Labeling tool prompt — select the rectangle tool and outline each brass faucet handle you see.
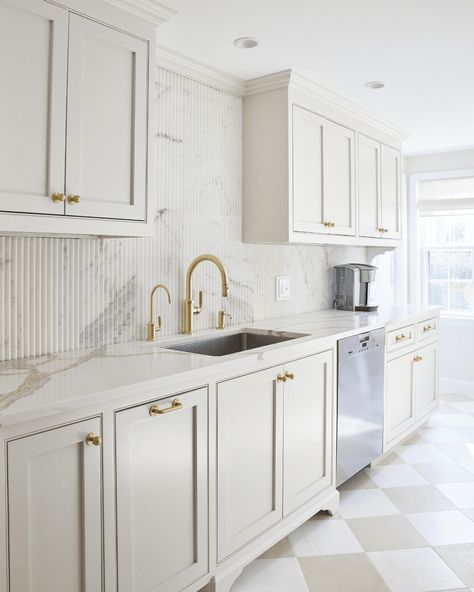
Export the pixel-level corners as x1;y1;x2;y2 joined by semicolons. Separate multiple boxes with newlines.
217;310;232;329
193;290;203;315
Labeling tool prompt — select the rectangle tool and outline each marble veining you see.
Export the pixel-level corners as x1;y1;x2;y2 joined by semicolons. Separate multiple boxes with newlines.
0;68;366;362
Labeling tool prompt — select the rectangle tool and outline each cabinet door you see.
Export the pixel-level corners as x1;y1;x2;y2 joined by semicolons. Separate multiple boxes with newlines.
283;351;333;516
292;105;325;233
7;418;102;592
380;144;401;239
217;366;283;561
65;14;148;221
322;120;356;236
116;388;208;592
385;352;415;446
0;0;68;215
415;342;439;420
358;134;382;238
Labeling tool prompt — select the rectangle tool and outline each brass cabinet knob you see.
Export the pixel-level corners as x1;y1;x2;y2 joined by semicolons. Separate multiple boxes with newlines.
276;374;287;383
423;324;433;332
285;371;295;380
85;432;102;446
323;221;336;228
51;192;65;203
67;194;81;204
149;399;183;416
413;355;423;363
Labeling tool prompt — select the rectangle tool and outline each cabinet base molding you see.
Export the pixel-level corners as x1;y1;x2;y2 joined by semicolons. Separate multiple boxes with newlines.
381;406;438;457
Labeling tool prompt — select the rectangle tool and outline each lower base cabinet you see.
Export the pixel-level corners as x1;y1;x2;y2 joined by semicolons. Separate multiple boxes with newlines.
115;387;209;592
217;351;333;562
6;418;103;592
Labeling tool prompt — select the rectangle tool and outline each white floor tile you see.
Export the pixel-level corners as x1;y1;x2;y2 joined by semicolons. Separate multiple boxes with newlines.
406;510;474;545
435;482;474;509
451;401;474;414
460;459;474;475
288;517;363;556
420;427;469;443
232;558;309;592
397;444;451;463
339;489;400;519
368;547;464;592
366;464;428;488
436;414;474;428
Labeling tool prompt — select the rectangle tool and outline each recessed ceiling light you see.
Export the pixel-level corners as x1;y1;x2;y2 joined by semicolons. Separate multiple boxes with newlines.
233;37;259;49
365;81;385;90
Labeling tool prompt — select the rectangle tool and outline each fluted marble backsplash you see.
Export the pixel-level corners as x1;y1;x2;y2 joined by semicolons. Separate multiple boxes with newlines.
0;68;366;361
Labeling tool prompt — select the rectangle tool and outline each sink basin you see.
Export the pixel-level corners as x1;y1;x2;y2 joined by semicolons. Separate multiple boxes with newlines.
164;329;308;357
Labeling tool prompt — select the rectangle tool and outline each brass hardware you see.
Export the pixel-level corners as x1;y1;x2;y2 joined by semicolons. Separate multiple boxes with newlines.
413;355;423;363
85;433;102;446
149;399;183;416
183;254;229;335
285;371;295;380
383;228;389;233
217;310;232;330
323;221;336;228
67;194;81;204
395;333;408;342
423;324;433;332
378;227;389;233
51;192;65;203
277;374;287;383
146;284;172;341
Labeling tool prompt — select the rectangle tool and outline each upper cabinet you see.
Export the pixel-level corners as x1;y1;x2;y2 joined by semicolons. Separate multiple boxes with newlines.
243;70;406;247
0;0;155;237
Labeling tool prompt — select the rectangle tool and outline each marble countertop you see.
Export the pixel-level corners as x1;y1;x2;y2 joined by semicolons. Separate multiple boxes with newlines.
0;305;440;427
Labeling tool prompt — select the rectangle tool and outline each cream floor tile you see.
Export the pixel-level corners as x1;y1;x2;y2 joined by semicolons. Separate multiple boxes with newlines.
299;553;389;592
397;444;451;463
436;483;474;509
347;515;428;551
420;428;469;444
413;461;474;484
383;485;455;513
368;548;464;592
407;510;474;546
367;464;429;488
288;517;363;556
232;558;309;592
435;544;474;587
339;489;400;519
339;470;379;491
435;442;474;461
259;537;294;559
436;415;474;429
377;451;406;465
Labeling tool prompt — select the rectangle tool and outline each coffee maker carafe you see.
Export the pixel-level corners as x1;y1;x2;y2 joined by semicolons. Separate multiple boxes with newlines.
333;264;378;311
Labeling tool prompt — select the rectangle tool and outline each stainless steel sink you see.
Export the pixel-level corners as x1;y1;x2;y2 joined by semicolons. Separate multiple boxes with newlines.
164;329;308;357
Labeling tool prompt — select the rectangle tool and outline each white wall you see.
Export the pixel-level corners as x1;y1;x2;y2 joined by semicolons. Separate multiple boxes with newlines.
405;149;474;391
0;68;365;361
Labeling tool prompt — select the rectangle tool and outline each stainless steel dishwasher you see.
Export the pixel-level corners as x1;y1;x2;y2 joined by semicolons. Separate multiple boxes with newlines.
336;328;385;487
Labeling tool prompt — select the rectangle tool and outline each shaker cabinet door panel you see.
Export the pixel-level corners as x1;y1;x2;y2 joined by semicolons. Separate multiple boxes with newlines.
0;0;68;215
65;14;148;220
358;134;381;238
7;418;103;592
217;366;283;562
115;388;208;592
385;353;415;445
415;342;439;420
283;351;333;516
380;144;401;239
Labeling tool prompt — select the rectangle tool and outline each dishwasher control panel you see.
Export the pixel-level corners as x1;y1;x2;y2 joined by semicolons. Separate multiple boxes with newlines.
338;329;385;360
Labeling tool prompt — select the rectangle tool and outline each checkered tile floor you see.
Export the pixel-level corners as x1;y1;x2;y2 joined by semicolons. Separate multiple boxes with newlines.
232;392;474;592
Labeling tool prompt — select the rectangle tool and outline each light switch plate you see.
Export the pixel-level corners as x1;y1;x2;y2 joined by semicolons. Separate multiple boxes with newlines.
276;276;291;301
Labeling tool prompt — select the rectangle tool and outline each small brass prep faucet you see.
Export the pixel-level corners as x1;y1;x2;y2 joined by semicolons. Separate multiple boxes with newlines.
147;284;172;341
183;254;229;334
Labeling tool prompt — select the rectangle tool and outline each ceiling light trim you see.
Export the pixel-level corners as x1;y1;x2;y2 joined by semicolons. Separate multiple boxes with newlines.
105;0;176;26
245;70;410;141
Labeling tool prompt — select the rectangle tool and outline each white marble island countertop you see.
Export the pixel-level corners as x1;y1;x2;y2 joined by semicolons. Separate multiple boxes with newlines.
0;305;440;427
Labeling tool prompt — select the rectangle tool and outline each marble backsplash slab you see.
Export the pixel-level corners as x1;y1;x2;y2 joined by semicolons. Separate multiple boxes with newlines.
0;68;366;361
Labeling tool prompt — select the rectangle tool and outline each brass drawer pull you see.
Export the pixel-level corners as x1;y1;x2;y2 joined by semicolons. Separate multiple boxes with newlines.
414;355;423;363
67;194;81;204
85;433;102;447
51;192;65;203
395;333;408;342
423;324;434;332
149;399;183;416
277;374;287;383
285;371;295;380
323;221;336;228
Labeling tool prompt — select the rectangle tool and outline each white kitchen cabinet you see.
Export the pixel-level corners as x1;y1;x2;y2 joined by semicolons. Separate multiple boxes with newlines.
283;351;333;515
115;388;208;592
0;0;68;216
0;0;155;236
414;342;439;419
385;351;415;445
380;144;402;239
217;366;283;561
7;417;103;592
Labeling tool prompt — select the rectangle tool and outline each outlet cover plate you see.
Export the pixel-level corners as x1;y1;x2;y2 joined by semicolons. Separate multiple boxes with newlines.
276;276;291;301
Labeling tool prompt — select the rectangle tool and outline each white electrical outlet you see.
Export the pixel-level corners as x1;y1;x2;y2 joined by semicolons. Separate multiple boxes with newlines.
276;276;291;301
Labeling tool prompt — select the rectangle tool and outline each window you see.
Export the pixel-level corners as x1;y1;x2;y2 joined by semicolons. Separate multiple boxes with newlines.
413;172;474;316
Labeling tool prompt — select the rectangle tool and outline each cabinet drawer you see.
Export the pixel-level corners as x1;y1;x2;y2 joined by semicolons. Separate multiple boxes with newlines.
387;324;415;352
417;317;439;342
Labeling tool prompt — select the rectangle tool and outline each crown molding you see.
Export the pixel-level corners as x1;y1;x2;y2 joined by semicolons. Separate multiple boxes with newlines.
245;70;411;142
106;0;176;26
156;46;246;96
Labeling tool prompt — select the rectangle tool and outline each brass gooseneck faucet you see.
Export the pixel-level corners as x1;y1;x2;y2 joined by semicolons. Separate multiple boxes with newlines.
183;254;229;334
147;284;172;341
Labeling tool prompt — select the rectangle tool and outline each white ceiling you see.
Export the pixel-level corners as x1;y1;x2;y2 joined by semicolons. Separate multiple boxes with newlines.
156;0;474;155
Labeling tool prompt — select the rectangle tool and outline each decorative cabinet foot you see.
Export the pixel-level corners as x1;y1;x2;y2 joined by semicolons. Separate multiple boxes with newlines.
322;490;340;516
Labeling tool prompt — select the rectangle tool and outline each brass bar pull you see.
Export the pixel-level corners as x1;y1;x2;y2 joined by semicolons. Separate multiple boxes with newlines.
85;433;102;447
285;371;295;380
323;221;335;228
395;334;408;342
423;325;433;332
414;355;423;363
52;192;65;203
149;399;183;416
277;374;287;383
67;194;81;204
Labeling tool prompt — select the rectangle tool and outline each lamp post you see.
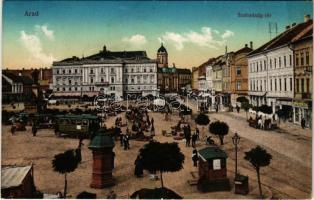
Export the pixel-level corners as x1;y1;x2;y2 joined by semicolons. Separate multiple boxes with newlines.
232;132;240;179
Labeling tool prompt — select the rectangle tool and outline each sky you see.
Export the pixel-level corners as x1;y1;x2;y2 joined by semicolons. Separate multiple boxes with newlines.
2;1;313;69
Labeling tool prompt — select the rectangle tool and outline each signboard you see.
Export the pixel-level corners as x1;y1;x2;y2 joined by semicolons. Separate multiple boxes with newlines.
292;101;308;109
76;125;81;130
213;159;221;170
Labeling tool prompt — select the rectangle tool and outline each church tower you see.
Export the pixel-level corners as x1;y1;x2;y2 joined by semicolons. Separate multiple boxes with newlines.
157;43;168;68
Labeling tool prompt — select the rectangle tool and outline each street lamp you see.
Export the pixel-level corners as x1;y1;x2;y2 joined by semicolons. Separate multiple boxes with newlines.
232;132;241;179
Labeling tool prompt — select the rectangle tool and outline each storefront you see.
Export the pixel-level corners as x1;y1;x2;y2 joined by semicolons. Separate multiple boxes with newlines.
292;101;312;128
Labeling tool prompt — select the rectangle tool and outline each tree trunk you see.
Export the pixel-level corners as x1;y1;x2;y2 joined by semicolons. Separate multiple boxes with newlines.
64;173;67;198
256;168;263;199
219;135;224;145
160;171;164;188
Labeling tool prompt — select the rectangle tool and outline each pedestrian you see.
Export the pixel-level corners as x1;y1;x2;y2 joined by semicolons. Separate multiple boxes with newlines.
186;131;191;147
134;155;143;177
150;125;155;137
195;127;200;140
236;105;240;113
216;105;219;113
123;134;130;150
32;125;37;137
301;117;306;129
192;149;198;167
120;133;124;147
192;132;197;148
151;118;154;126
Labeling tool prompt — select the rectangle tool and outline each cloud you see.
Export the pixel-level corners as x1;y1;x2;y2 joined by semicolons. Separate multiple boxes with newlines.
20;30;55;65
221;30;234;39
159;27;235;50
35;24;54;40
122;34;147;48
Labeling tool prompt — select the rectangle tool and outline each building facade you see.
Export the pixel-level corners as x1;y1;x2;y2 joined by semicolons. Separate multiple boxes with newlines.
192;67;199;90
247;17;312;124
52;46;158;100
230;44;252;106
292;23;313;126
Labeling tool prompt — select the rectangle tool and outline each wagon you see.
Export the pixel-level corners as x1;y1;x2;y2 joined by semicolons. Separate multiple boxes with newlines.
54;114;100;138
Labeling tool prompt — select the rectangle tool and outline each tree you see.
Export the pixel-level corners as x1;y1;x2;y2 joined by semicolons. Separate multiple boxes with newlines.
52;150;80;198
195;113;210;138
209;121;229;145
244;146;272;199
139;141;185;188
241;102;252;119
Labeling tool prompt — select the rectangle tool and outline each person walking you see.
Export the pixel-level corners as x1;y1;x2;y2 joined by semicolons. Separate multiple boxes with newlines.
32;125;37;137
150;125;155;137
301;117;306;129
123;134;130;150
195;127;200;140
192;132;197;148
192;149;198;167
134;155;143;177
186;131;191;147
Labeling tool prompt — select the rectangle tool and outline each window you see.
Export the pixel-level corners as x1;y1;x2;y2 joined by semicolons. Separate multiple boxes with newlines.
264;80;266;91
131;79;134;83
101;68;104;74
236;81;241;90
63;69;65;74
296;79;299;93
264;60;266;70
274;58;277;68
260;61;262;71
90;69;94;74
284;56;286;67
270;59;272;69
90;78;93;83
301;52;304;66
69;79;72;85
144;68;146;73
137;67;140;72
69;69;71;74
306;78;310;93
296;54;299;66
236;67;241;76
275;79;277;91
306;52;309;65
290;78;293;91
75;87;77;91
256;63;259;72
279;78;281;91
131;68;134;73
111;77;114;83
69;87;72;91
57;69;59;74
125;68;128;73
301;78;304;93
75;69;78;73
63;88;65;91
150;68;153;72
284;78;286;91
289;55;292;66
270;79;272;91
101;78;104;83
279;57;281;68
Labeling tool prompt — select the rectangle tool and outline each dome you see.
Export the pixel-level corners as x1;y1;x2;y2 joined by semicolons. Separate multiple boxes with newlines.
88;128;115;149
157;43;167;53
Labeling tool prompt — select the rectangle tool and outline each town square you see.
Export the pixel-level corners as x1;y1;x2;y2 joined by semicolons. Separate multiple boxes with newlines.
1;1;313;199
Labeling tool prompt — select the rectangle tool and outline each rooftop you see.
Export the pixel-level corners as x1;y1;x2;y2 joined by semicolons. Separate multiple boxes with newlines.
198;147;228;161
1;165;32;189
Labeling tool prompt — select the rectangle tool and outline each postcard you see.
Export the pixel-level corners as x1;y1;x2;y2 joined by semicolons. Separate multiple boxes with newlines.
1;1;313;199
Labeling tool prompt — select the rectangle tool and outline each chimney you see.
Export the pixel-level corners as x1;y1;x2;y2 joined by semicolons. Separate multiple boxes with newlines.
245;44;248;48
304;14;311;22
285;25;290;30
250;41;253;49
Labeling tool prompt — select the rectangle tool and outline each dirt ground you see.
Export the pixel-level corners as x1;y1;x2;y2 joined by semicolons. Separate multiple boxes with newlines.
1;106;311;199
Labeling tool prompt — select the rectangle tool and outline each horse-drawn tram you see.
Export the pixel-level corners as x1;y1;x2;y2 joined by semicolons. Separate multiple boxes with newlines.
54;114;100;138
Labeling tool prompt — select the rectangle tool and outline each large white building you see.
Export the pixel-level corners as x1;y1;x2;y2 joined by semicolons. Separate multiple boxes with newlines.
248;19;312;115
52;46;158;100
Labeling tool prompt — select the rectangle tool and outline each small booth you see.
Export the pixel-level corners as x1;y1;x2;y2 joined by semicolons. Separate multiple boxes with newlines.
1;165;37;198
234;174;249;195
197;147;230;192
89;128;115;188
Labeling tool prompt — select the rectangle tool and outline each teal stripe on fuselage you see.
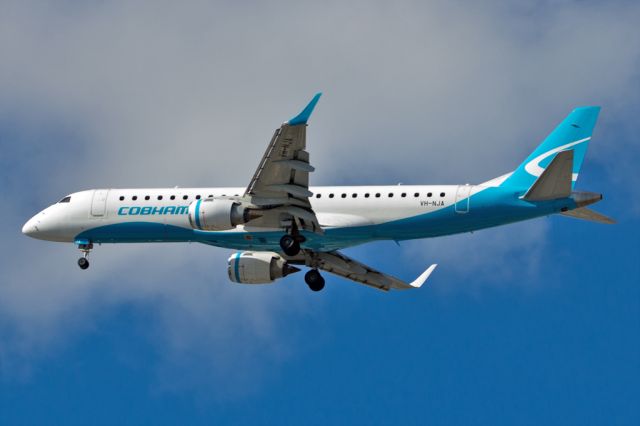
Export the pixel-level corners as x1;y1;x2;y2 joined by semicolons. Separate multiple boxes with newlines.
194;199;202;229
75;187;577;252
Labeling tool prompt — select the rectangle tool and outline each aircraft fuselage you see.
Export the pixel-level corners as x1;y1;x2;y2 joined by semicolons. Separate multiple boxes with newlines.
23;181;574;252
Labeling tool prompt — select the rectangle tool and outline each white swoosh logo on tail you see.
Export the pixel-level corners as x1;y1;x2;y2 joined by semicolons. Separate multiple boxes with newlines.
524;137;590;181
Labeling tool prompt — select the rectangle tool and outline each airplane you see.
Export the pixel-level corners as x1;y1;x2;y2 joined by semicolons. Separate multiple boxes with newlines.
22;93;614;292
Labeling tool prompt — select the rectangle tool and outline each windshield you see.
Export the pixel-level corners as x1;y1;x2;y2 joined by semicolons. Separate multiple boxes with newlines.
58;196;71;203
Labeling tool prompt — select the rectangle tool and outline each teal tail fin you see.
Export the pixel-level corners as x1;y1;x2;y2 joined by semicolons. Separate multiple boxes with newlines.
501;107;601;192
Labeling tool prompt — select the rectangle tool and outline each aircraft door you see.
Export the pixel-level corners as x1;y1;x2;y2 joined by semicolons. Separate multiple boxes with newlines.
455;185;472;214
91;189;109;217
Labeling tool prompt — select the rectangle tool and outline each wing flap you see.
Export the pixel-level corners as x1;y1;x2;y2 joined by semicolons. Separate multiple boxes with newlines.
273;159;315;172
243;93;323;233
265;184;313;199
314;251;437;291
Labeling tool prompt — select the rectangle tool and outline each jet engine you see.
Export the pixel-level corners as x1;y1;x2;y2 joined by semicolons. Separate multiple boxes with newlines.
228;251;300;284
188;198;259;231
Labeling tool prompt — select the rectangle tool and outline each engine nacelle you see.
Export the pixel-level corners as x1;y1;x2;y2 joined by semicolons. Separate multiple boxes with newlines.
188;198;253;231
228;251;300;284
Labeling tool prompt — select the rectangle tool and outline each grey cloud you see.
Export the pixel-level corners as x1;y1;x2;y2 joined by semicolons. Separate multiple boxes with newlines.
1;1;638;186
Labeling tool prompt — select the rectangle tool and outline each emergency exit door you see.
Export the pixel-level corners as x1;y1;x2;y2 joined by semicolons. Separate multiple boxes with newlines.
455;185;472;214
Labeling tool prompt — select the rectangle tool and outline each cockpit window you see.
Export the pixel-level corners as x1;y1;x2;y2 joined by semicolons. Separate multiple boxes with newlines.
58;196;71;203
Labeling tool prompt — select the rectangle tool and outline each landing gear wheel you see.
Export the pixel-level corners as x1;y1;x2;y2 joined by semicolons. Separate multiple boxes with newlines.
76;241;93;270
78;257;90;270
280;234;301;256
305;269;325;292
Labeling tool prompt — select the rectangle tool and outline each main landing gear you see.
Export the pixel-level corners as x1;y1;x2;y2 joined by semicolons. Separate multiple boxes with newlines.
77;242;93;270
279;234;303;256
305;269;325;292
279;222;306;257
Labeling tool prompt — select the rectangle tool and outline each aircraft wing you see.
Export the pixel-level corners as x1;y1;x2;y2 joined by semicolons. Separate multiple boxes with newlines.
313;251;437;292
244;93;323;233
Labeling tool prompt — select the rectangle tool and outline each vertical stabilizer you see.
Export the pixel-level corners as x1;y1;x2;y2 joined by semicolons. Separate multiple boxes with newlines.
501;107;600;191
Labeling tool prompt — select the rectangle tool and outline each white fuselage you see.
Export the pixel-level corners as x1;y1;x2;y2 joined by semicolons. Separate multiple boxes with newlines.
22;178;570;253
23;184;466;242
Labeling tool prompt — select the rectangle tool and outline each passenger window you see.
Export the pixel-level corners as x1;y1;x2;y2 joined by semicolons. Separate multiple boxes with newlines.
427;192;432;197
329;194;334;198
58;196;71;203
401;193;406;198
170;195;175;200
352;193;357;198
414;192;419;197
364;193;370;198
316;194;321;198
208;194;213;198
375;193;381;198
440;192;445;197
158;195;163;200
144;196;150;200
119;196;124;201
388;193;394;198
341;193;347;198
132;196;138;201
183;195;188;200
196;195;201;200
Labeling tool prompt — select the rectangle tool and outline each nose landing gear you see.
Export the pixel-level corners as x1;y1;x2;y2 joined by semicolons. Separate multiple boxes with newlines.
78;257;89;270
76;241;93;270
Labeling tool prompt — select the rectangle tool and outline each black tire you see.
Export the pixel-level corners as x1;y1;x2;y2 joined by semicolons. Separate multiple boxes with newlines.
78;257;90;270
280;234;301;256
305;269;325;292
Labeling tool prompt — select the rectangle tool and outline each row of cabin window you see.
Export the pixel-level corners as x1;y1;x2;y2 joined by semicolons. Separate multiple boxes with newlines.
118;194;239;201
117;192;447;202
315;192;446;199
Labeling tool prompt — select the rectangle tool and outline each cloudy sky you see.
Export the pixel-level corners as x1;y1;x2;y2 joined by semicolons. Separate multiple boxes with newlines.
1;1;639;424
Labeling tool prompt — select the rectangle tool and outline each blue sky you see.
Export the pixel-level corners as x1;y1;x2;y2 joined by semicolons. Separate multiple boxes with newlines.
1;1;639;425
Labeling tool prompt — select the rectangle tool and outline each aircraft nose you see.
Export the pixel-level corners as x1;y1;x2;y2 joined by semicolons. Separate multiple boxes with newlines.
22;217;39;237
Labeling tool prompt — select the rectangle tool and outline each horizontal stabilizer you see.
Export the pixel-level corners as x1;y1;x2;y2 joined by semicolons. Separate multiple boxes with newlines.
561;207;616;224
523;150;573;201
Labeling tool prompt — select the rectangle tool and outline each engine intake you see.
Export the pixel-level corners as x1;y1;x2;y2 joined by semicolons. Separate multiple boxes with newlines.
228;251;300;284
188;198;258;231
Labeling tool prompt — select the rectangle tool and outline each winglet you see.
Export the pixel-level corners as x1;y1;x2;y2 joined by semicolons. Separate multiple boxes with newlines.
288;92;322;125
410;264;438;288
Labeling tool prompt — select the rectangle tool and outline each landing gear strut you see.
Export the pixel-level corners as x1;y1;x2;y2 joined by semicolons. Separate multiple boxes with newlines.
279;222;305;256
77;242;93;270
305;269;325;292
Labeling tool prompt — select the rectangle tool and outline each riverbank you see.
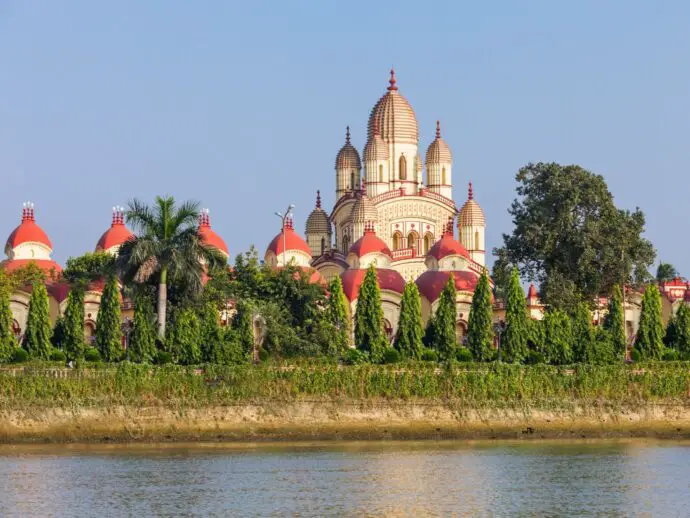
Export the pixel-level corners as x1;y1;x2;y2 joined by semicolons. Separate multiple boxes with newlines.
0;362;688;443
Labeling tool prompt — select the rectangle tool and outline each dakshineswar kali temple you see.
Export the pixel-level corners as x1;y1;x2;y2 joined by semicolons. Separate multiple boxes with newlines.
3;70;686;345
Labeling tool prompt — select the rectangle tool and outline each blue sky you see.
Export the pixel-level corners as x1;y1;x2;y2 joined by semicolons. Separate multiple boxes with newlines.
1;1;689;274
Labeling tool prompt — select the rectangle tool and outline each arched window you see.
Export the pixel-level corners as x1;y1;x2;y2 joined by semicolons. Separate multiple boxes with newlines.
442;167;447;185
399;156;407;180
350;172;356;191
84;322;96;344
392;232;402;250
12;320;20;338
383;319;393;340
320;237;326;255
379;164;383;183
407;232;418;250
342;235;350;254
474;230;480;250
423;233;433;255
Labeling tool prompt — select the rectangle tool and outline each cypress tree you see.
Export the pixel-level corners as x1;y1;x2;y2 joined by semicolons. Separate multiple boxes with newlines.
526;318;545;354
63;287;85;360
96;275;122;362
428;275;457;361
233;301;255;361
571;302;594;363
170;308;201;365
200;301;224;363
394;280;424;359
668;303;690;353
543;309;573;365
326;275;351;355
0;285;16;362
129;292;157;363
354;264;386;363
604;284;626;356
591;327;616;365
502;267;528;363
467;271;494;361
636;284;664;359
23;282;52;359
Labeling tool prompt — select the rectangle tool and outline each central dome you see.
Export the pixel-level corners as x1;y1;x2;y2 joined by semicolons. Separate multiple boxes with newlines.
367;69;418;145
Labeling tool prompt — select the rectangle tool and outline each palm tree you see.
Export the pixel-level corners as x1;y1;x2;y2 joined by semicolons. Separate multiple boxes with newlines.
656;262;680;283
117;196;225;338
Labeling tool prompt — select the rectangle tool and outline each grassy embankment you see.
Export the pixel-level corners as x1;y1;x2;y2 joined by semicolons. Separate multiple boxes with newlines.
0;361;688;442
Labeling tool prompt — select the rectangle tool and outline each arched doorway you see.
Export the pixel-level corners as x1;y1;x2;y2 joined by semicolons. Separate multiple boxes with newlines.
423;233;433;255
84;321;96;344
407;231;419;252
456;321;467;345
12;320;21;339
383;319;393;341
399;156;407;180
392;232;403;251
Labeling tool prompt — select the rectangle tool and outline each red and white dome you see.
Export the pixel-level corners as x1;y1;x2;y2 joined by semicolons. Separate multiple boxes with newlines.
198;209;229;258
340;267;405;302
265;218;312;268
5;204;52;254
2;203;61;276
96;207;133;255
426;221;470;262
347;223;392;269
416;270;479;303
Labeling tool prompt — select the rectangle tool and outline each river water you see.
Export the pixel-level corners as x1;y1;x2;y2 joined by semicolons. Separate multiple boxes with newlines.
0;440;687;516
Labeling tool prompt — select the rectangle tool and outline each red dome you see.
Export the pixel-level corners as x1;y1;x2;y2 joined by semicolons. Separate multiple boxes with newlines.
266;219;312;256
416;270;478;303
340;267;405;301
1;259;62;276
5;208;52;252
198;211;229;256
96;210;133;252
527;283;538;299
427;225;470;261
349;225;392;258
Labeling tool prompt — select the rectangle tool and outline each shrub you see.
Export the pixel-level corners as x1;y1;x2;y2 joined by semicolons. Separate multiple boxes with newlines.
630;348;641;362
49;350;67;362
84;347;101;362
456;347;473;363
382;348;401;364
420;348;439;362
155;351;173;365
662;348;680;361
258;348;269;362
343;348;368;365
525;350;546;365
10;347;28;363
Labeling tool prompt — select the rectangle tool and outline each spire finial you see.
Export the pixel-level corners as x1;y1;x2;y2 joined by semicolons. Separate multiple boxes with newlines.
316;190;321;209
436;120;441;139
361;177;366;195
468;181;474;200
387;67;398;91
445;216;454;235
22;201;35;222
345;126;351;145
══════════
TASK INSTRUCTIONS → If a line in the listing has "tail" in it, report that line.

ANSWER SECTION →
Labeling tool prompt — select the rectangle tool and outline each white swoosh logo on tail you see.
Labeling tool prompt — select the rectangle tool and outline each teal tail fin you see.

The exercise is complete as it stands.